- Work instructions -
From the entries, copy out every line in which the word "blanket" is found.

- Excerpted data -
——

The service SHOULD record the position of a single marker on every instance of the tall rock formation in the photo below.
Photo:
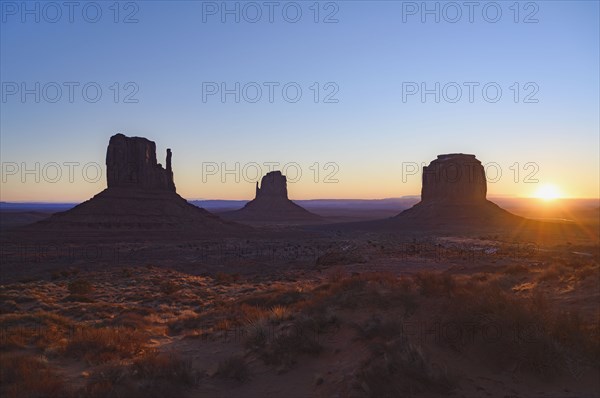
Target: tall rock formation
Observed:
(454, 194)
(271, 204)
(131, 163)
(140, 198)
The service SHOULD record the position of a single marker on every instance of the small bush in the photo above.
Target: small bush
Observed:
(80, 286)
(98, 345)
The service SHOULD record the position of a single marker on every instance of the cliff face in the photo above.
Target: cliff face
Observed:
(131, 163)
(272, 186)
(454, 178)
(271, 204)
(454, 195)
(140, 198)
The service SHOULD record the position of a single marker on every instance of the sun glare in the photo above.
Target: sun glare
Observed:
(548, 192)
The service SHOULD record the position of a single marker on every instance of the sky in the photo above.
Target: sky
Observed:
(349, 98)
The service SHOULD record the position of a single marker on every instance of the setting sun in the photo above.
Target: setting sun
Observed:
(548, 192)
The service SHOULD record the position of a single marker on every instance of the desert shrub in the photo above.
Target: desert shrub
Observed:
(23, 375)
(164, 366)
(286, 344)
(399, 368)
(169, 287)
(80, 286)
(521, 334)
(224, 278)
(98, 345)
(553, 272)
(43, 329)
(234, 368)
(377, 328)
(516, 269)
(435, 284)
(279, 313)
(275, 298)
(257, 332)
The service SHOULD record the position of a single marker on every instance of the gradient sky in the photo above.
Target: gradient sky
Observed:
(369, 133)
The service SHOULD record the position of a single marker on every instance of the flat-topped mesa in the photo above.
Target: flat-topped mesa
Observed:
(131, 163)
(272, 185)
(271, 204)
(454, 178)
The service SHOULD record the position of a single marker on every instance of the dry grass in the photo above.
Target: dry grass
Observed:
(98, 345)
(23, 375)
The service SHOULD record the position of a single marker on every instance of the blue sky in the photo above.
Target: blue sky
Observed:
(175, 49)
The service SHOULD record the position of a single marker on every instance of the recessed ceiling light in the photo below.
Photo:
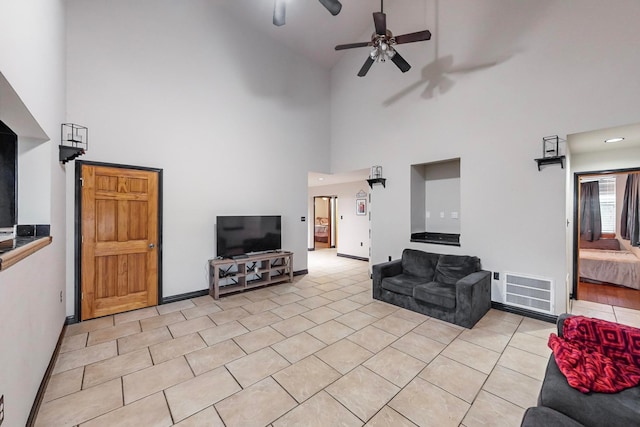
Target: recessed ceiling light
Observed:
(614, 139)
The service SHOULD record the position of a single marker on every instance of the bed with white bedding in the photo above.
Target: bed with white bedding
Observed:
(617, 267)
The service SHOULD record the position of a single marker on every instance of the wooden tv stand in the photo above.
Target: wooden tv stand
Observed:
(233, 275)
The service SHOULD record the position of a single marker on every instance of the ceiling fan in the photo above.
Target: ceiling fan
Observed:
(384, 42)
(279, 9)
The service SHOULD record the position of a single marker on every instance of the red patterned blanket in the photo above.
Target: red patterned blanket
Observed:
(597, 355)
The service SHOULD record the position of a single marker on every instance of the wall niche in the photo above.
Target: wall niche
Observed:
(435, 202)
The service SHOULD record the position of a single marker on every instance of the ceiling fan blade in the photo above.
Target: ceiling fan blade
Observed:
(413, 37)
(400, 62)
(365, 68)
(279, 9)
(333, 6)
(352, 45)
(380, 21)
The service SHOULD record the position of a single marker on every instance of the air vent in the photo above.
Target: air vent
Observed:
(530, 292)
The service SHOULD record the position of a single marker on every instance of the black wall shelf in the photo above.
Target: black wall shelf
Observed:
(550, 161)
(69, 153)
(382, 181)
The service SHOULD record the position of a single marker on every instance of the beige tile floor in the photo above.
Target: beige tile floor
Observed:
(318, 352)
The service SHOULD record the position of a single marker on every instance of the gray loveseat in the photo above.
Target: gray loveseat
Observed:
(452, 288)
(559, 404)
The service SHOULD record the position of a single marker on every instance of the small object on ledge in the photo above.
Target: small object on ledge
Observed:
(550, 160)
(74, 141)
(372, 181)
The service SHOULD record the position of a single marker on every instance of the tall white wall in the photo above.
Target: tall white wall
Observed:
(353, 230)
(532, 69)
(31, 314)
(233, 119)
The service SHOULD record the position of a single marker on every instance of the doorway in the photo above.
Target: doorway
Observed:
(119, 238)
(325, 224)
(606, 266)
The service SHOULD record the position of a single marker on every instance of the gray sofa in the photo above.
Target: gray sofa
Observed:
(452, 288)
(559, 404)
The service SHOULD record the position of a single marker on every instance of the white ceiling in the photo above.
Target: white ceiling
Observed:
(310, 29)
(586, 142)
(317, 179)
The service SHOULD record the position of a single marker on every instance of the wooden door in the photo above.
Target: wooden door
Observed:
(119, 240)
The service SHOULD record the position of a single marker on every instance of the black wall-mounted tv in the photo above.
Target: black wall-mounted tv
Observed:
(240, 235)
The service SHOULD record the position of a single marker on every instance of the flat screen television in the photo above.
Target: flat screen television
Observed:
(240, 235)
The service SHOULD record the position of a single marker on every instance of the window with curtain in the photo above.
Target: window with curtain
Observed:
(607, 187)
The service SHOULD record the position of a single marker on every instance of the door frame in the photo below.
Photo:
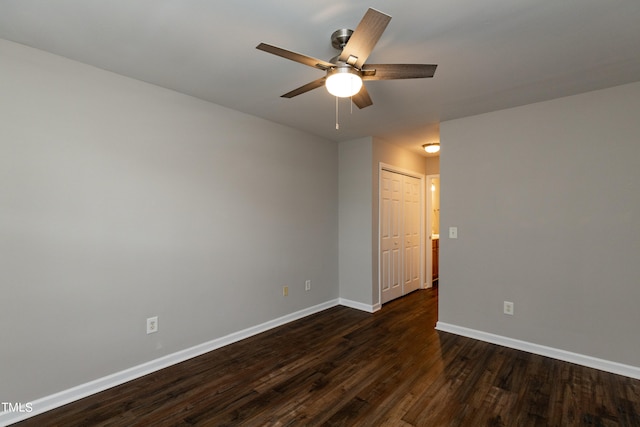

——

- Answer section -
The service SHOULD record the position of a single marker on every instance of the red patterned blanket in the photo above.
Target: red patterned blanket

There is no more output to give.